● **Excerpt to read**
________________
Al Warqa-based Diane Menzies, whose son Aaron, 18 and daughter Hannah, 15 both study at K12, said Hannah’s performance vastly improved after she left regular school and took to online learning.
“Hannah was the first to join K12 and we could see the change in just six months. Soon, Aaron also asked to be moved. Today, they are both learning at their own pace with Hannah choosing five subjects in Grade 9 and Aaron six in Grade 10.”
She said she pays an average of Dh24,000 in fees per child, “way cheaper” than what she was paying in regular school earlier.
A Dubai dad who is enrolling his son, four, in kindergarten at the school said: “At a yearly fee of Dh18,000, I think it is a great option. My wife has just lost her job and schooling our son from home will not only help save money but also the physical running around.”
Claver said students use the online learning system to access their daily lessons and submit their assignments directly online. “They participate in live web classes, join interactive discussions, connect with their teachers and reach out for extra help whenever they need it. They can also take part in online clubs and virtual field trips.”
K12’s physical campus in Knowledge Village is an added bonus for students who wish to have the traditional interface with their faculty or peers.
Claver said students have flexible start dates throughout the year for both part time and full time courses. They are required to cover both core and elective subjects.
“As an example, a Grade 12 student typically has to take four core subjects – English Math, Science, Social Studies. He or she has 160 subjects to choose from for two electives over two semesters. Depending on the course, assessments are done at the end of each unit with an exam at the end of every semester.”
________________
● **Data lines**
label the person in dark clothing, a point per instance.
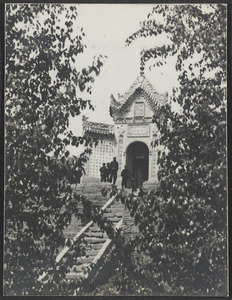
________________
● **Prompt A**
In the online schooling piece, rewrite the passage that begins with "Al Warqa-based Diane" and ends with "regular school earlier.", swapping "Dh24,000" for "Dh20,000".
● **Prompt B**
Write the next part of the piece on K12's online school, picking up after its last sentence.
The listing has nothing to do with the piece on online schooling.

● **Written reply A**
Al Warqa-based Diane Menzies, whose son Aaron, 18 and daughter Hannah, 15 both study at K12, said Hannah’s performance vastly improved after she left regular school and took to online learning.
“Hannah was the first to join K12 and we could see the change in just six months. Soon, Aaron also asked to be moved. Today, they are both learning at their own pace with Hannah choosing five subjects in Grade 9 and Aaron six in Grade 10.”
She said she pays an average of Dh20,000 in fees per child, “way cheaper” than what she was paying in regular school earlier.

● **Written reply B**
India’s National Institute for Open Schooling (NIOS) also has many takers as it is cheaper and provides a flexible Indian curriculum module for higher secondary and secondary education.
“My daughter was lagging behind and passed high school with great difficulty. She was nearly going to drop out when we heard of the NIOS option. It’s a no brainer that it is much cheaper than going to a regular school here. Its certifications are as worthy as those issued by other recognised Indian boards,” said one mother in Dubai.
Another parent said her daughter not only gets to select the subjects she wants but also has time to pursue dance and other extra-curricular interests which she could not do earlier - with huge savings. “We have so much peace at home now.”
Unlike their peers from regular schools who have to be up and about in the wee hours, online students say they can work with their own schedules from the comfort of their homes.
“I wake up leisurely and start my classes by 10am,” said one student. Claver claimed 93 per cent of K12 parents believe that the online school platform is a suitable learning environment for their kids. “Eighty two per cent say the low teacher to student ratio helps meet their child’s individual learning needs.”